* **Set problem**
Find every line in the material below that contains the string "xmlns", and copy each of those lines in full.

* **Extracted data**
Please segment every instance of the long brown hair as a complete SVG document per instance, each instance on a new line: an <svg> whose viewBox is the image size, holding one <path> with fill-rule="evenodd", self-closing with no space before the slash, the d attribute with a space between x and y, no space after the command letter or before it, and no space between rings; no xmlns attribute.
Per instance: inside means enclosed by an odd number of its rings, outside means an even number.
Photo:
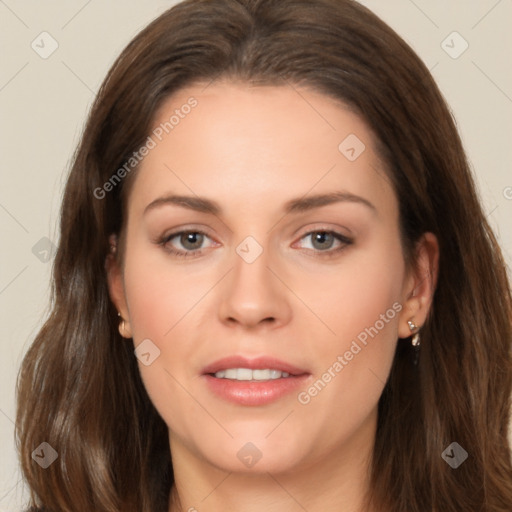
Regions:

...

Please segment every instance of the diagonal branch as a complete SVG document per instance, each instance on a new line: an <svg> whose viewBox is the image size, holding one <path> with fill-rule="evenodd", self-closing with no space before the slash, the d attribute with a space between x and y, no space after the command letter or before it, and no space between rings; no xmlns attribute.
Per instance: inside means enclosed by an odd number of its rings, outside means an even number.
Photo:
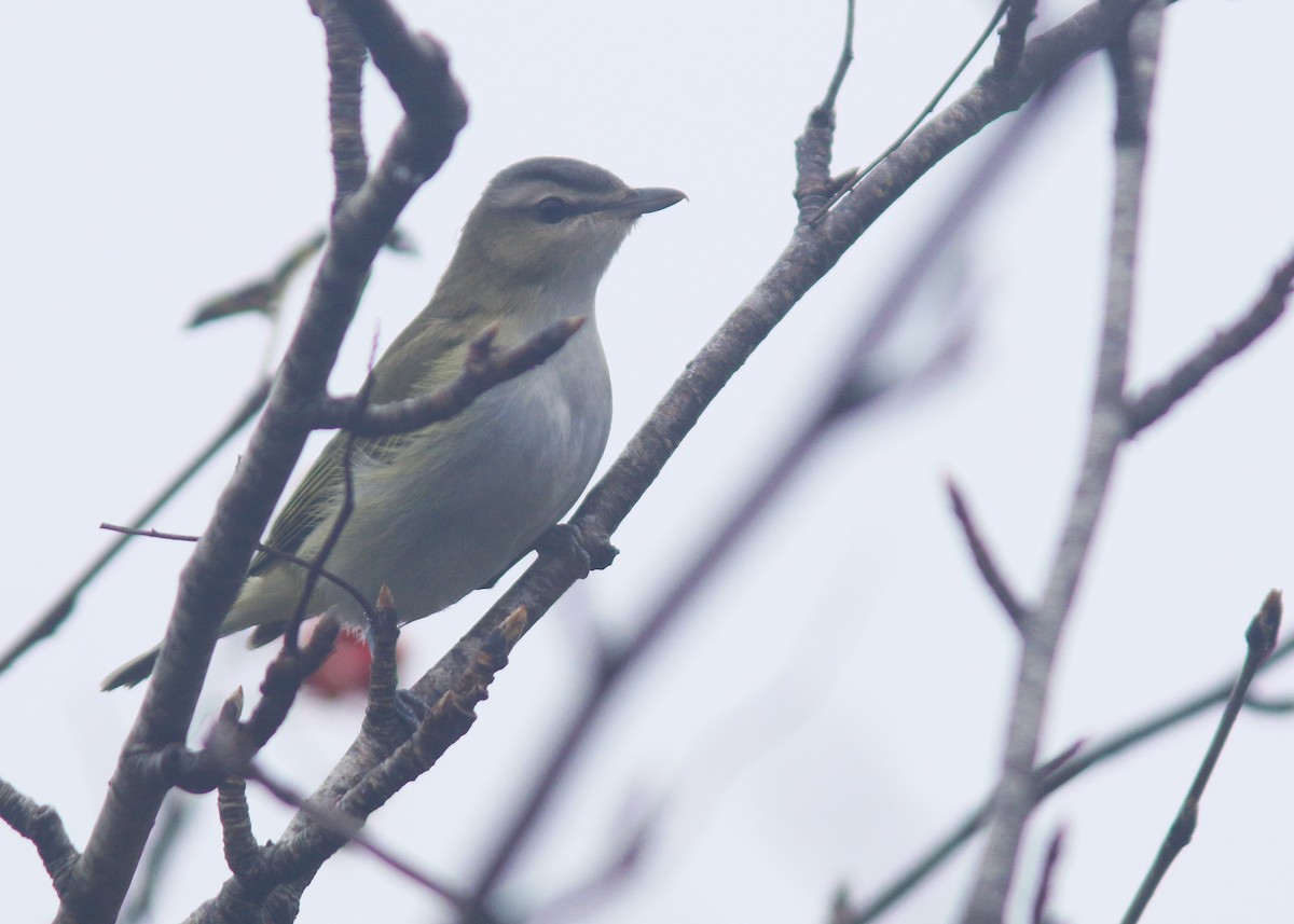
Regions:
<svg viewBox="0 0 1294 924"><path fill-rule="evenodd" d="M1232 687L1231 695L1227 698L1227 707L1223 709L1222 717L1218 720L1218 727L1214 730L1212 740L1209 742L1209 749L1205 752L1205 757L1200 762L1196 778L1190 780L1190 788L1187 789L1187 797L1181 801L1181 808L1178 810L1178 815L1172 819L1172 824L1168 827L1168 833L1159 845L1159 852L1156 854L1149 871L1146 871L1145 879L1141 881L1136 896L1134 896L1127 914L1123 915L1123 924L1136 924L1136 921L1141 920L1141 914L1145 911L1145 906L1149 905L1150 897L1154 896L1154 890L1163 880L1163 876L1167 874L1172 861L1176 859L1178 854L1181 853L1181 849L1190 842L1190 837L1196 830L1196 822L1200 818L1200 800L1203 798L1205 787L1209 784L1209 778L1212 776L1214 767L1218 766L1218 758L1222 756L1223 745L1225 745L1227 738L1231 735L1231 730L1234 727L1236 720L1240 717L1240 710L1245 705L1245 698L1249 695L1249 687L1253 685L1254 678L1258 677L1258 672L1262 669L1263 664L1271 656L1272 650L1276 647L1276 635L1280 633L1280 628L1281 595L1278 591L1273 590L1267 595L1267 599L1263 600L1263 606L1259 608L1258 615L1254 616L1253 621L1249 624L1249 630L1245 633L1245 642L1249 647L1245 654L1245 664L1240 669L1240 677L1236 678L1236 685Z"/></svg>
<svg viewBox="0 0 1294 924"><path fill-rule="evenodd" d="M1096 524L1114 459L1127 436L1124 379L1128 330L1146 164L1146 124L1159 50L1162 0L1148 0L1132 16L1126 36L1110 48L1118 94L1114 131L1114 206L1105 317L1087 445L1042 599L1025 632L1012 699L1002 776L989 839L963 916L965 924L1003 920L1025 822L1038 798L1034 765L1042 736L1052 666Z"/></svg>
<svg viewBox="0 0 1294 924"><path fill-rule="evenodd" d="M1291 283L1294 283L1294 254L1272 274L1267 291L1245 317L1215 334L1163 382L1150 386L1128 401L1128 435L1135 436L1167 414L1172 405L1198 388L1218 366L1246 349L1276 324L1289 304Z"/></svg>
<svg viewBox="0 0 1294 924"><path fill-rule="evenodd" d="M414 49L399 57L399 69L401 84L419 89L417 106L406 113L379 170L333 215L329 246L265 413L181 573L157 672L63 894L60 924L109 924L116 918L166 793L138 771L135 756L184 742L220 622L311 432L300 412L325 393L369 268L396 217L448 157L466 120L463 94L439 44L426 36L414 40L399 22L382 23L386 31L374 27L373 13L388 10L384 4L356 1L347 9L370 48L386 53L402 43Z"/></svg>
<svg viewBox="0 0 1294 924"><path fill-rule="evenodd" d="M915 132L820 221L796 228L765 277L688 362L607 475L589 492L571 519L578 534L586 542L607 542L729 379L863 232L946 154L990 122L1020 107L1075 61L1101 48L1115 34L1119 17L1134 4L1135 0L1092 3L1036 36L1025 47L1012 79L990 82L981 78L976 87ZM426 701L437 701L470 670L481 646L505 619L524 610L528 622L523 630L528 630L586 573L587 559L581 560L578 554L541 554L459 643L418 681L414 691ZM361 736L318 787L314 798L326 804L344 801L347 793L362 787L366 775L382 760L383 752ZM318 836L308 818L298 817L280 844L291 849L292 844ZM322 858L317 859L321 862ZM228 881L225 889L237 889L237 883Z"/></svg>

---

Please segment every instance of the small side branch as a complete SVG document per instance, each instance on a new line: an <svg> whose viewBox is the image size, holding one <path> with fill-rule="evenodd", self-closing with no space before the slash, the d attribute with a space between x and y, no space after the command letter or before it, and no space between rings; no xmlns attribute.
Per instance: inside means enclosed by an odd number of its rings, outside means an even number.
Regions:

* **Result**
Please segment every instance of the long brown hair as a complete SVG document per instance, each instance on a new line: an <svg> whose viewBox is the image size, holding one <path> with fill-rule="evenodd", self-closing with no space before the slash, the d attribute with a space between x and y, no space after the command letter or before it, and no space between rings; no xmlns attribute.
Please segment every instance of the diagonal branch as a complete SVG document per instance, each instance on a new line: an <svg> whose viewBox is the image size, holding one <path> with fill-rule="evenodd", self-closing with no space before the slash, the d attribute with a space between x and y, no space after the command letter or before it, and no space between rings; no xmlns attribute.
Please segment every instance of the small side branch as a complete SVG document per instance, each instance on a new line: an <svg> whose viewBox is the image size, holding one <path> with fill-rule="evenodd", self-closing with no space before the slash, the d attribute with a space between x and y, no space after the command letter or before it, and no space between rings; no xmlns attribute.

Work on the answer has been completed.